_Textauszug_

--------------------

Nein, es fiel mir nicht leicht. Ja, es fühlte sich wie Versagen an. Ich habe mir dieses nicht eingestehen wollen. Auch nicht, obwohl ich eine gute Erklärung hatte. Aber genau da setzt ja eigentlich schon das Problem an. Warum muss ich mich eigentlich erklären, obwohl ich die einzig richtige Entscheidung treffe? Wenngleich ich als Wanderbloggerin vielleicht meine, meinen Leser etwas erklären zu müssen, bin ich es doch eigentlich selbst, welche die Erklärung einfordert. Also der Engel auf der rechten, erklärt dem Teufel auf der linken Schulter, warum ein Tourabbruch richtig ist.
Seither beschäftigt mich das Thema Tourabbruch, das eigentlich ein ganz selbstverständliches sein sollte. Wir alle mögen es nicht, wenn wir unsere Pläne umwerfen müssen oder unsere Ziele nicht erreichen. Aber nur weil wir es nicht mögen, sollte dies uns keine Sekunde zögern lassen, eine sinnvolle Entscheidung zu treffen. Zu unserem Wohl, dem unserer Mitwanderern und dem von oftmals ehrenamtlichen Bergrettern.
Wir haben alle schon Touren abgebrochen
Ich bin der festen Überzeugung, dass alle erfahrenen Wanderer, Bergsteiger, Kletterer und Extremsportler es schon getan haben: Eine Tour abgebrochen. Denn eine Wanderung oder einen Klettersteig zu machen, ist kein Videospiel, wo man nach dem Gameover einfach die Reset-Taste drückt.
Björn von Bergtouren im Allgäu sagt, er habe schon mehrfach Touren abgebrochen, meist, weil sein Bauchgefühl nicht stimmte. Auch Bergwanderführerin Anna von Outdoorfrau bricht immer wieder Touren ab, weil es eben auch zum Wandern dazugehört. Ob aus gesundheitlichen Gründen oder durch einen plötzlichen Wetterumschwung, für Anna kann man eine Tour noch so gut planen, ein Restrisiko bleibt. Man müsse einfach verstehen, dass man manche Sachen einfach nicht im Griff hat und damit keine Schande verbunden ist. Cindy von runfurther ist Trailrunnerin – so eine Verrückte, die die Berge hochläuft – und sie hat 50 Höhenmeter vor dem Gipfel eine Tour abgebrochen. Und dann gibt es noch Björn von Sepp am Berg, der das Ziel schon vor Augen hatte und dennoch den Entschluss fasste, umzukehren.

--------------------

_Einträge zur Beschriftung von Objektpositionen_
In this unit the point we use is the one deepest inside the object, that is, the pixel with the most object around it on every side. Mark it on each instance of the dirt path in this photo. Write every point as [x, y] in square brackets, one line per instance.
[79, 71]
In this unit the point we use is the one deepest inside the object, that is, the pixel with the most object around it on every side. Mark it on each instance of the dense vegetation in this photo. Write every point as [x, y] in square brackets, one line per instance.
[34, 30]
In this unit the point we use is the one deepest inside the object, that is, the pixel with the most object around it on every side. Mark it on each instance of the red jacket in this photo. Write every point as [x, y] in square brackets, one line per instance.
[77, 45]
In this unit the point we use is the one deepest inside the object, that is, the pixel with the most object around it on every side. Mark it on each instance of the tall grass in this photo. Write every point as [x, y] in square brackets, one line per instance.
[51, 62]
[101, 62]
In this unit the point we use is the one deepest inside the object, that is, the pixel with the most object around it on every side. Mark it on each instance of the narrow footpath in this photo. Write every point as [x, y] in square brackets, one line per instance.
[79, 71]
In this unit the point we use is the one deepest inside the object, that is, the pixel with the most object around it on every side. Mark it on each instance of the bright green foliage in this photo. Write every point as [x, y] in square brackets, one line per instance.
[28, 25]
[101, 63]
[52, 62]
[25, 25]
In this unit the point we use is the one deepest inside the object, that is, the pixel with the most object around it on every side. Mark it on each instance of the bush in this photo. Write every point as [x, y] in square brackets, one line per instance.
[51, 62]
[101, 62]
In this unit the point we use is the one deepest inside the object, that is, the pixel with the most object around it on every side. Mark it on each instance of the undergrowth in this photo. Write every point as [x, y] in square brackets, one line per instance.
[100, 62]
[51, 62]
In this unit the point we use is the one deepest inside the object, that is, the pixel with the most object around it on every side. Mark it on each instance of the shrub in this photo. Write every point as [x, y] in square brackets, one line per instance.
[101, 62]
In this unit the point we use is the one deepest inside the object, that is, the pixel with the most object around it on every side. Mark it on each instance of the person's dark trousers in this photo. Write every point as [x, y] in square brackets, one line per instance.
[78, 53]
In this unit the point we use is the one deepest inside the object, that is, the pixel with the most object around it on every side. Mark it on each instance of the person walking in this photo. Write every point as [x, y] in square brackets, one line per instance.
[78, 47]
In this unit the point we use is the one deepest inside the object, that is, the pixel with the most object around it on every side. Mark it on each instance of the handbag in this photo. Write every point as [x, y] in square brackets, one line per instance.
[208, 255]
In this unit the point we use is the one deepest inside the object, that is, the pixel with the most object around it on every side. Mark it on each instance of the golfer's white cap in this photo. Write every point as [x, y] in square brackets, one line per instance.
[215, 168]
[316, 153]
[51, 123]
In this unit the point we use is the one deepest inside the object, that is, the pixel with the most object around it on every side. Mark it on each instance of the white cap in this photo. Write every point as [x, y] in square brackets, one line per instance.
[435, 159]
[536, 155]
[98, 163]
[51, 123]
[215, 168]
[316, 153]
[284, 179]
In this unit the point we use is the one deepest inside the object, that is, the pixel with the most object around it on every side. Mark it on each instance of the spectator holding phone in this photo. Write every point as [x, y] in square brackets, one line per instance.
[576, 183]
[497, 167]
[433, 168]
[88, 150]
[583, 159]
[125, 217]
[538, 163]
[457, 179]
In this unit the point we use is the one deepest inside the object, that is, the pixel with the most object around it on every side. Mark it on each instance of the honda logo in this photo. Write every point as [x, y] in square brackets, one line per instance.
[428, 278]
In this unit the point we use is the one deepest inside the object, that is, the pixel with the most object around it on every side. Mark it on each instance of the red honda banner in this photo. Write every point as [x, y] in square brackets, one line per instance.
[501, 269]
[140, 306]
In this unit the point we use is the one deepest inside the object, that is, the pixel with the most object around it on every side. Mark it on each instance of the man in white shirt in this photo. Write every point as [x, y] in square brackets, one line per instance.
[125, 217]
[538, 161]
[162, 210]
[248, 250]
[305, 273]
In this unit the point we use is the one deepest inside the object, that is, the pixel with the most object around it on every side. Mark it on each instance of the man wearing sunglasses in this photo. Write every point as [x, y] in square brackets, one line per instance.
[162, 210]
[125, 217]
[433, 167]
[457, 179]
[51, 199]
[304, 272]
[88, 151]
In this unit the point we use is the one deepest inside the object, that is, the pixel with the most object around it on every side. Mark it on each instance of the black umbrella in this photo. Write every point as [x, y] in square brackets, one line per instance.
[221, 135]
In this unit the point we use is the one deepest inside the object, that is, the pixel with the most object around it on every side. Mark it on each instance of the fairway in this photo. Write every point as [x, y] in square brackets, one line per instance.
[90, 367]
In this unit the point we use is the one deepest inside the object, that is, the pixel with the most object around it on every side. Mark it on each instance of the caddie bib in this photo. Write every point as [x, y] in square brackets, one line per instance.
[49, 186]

--------------------

Warum hat Björn von Bergtouren im Allgäu laut dem Textauszug meistens Touren abgebrochen?

_Ergebnis_
Weil sein Bauchgefühl nicht stimmte.